> **Activity**
Output every entry exactly, from the first line to the last.

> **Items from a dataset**
%%

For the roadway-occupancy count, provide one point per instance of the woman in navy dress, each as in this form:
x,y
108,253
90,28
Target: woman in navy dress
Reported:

%%

> **Output of the task**
For the roadway-occupancy count, provide one point per instance of the woman in navy dress, each as in this form:
x,y
108,253
90,28
Target: woman in navy dress
Reported:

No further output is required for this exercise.